Stated task: Reproduce the lines below, substituting "pin" for each occurrence of "marker" and leaving all else unchanged.

Records:
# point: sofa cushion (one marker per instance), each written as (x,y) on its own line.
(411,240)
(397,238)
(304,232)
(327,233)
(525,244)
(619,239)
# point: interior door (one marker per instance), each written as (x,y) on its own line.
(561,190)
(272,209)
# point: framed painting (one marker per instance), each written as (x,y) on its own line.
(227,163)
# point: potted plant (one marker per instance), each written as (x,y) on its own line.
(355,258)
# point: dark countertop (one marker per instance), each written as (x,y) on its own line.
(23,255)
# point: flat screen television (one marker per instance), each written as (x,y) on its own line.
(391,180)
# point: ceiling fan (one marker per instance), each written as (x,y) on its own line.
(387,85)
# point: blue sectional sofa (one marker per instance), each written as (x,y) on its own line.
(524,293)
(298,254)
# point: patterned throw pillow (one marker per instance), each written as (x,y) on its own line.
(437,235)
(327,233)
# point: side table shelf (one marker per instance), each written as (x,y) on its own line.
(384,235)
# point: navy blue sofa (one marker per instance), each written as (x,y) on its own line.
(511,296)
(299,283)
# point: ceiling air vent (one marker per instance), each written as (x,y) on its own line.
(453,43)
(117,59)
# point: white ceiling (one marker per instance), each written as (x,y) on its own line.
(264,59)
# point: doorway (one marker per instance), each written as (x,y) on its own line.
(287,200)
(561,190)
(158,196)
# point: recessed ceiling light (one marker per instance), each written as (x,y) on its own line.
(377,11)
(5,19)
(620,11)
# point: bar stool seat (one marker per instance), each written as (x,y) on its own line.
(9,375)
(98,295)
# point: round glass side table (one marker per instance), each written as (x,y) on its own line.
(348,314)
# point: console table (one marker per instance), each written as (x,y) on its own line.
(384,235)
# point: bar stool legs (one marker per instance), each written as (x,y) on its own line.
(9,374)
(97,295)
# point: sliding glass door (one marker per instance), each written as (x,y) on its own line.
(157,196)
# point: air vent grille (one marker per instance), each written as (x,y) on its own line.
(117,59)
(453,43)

Complete answer:
# point: sofa cushion (one pin per instance), each written as (x,y) on its own line.
(411,240)
(397,238)
(304,232)
(327,233)
(525,244)
(619,239)
# point: interior door (one pin per instance), each written as (x,y) on its own line.
(561,190)
(272,209)
# point: framed painting (one pin per instance), each written as (x,y) on its own line.
(227,163)
# point: potted plant (one pin per instance), each written as (x,y) on its own line.
(355,258)
# point: dark countertop (one pin per instance), each written as (x,y) on its own line.
(23,255)
# point: flat screen television (one pin per instance), each written as (x,y) on its own line.
(391,180)
# point: ceiling fan (one pin per instance), each written as (x,y) on its own line.
(387,85)
# point: blue sectional sofa (one pin per instance), each written as (x,y) on its own line.
(524,293)
(298,254)
# point: patterned throw pillow (one pin per instance), each written as (x,y) on its own line.
(437,235)
(327,233)
# point: side table shelf (one pin per instance), each written as (x,y) on its own line.
(384,235)
# point: navy blue sofa (one pin per instance), each written as (x,y) on its own line.
(511,296)
(299,283)
# point: ceiling air vent (one pin per instance), each written as (x,y) on its own line.
(453,43)
(117,59)
# point: white ceiling (one pin per instance), each written as (x,y) on its own line.
(264,59)
# point: doorway (one pin per instance), each written as (x,y) on its own line.
(287,200)
(561,190)
(158,196)
# point: recessed ceiling light (one pin per instance), each written as (x,y) on its own line.
(377,11)
(5,19)
(620,11)
# point: bar stool seat (one pin per instance), each written as (x,y) on its own line.
(9,375)
(98,295)
# point: round glass side table (one pin per instance), each written as (x,y) on its own line.
(348,314)
# point: console table (one pin per instance), each written as (x,y) on its own line.
(384,235)
# point: bar stool legs (one pin per instance), each written as (x,y) on its own line.
(9,374)
(97,295)
# point: sliding glass door (one pin per instance), each written as (x,y) on its own line.
(157,196)
# point: air vent grille (one pin per instance), each written as (x,y) on its own line.
(117,59)
(453,43)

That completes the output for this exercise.